#### BRIEF:
From the line with "Target: woman in white sweater" through the final line, transcribe the material below character for character; include no other lines.

#### MATERIAL PROVIDED:
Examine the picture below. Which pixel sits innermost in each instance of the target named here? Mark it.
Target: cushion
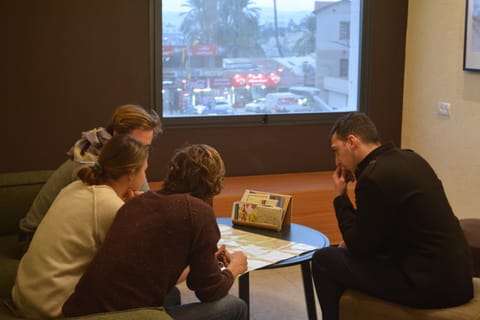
(17, 191)
(471, 229)
(133, 314)
(355, 305)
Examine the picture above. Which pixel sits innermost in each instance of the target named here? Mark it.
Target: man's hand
(223, 257)
(341, 177)
(238, 263)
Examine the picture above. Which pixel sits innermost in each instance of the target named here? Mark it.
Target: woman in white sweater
(75, 226)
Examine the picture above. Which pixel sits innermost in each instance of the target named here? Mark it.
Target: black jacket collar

#### TASK OUTPUT:
Target: woman in white sweater
(75, 226)
Examine the picture above. Which pixel sits innermost in each instance of the target named here? Mark it.
Target: black jacket collar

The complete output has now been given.